→ **TASK ITEM**: What you produce should be an exact transcription of the data, minus any pictures.

++++

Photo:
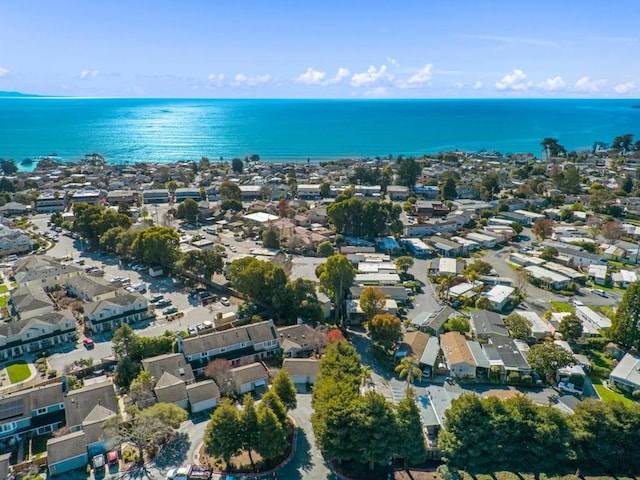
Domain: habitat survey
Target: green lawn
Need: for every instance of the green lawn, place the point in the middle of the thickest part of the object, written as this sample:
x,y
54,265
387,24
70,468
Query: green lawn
x,y
562,307
609,395
18,372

++++

→ **THE ANSWER**:
Photo:
Domain: habitat survey
Target: green lawn
Need: for every instance of the green lawn, place the point in the middle of the thickest part of the object, written as this sample:
x,y
54,265
387,24
70,468
Query: green lawn
x,y
562,307
609,395
18,372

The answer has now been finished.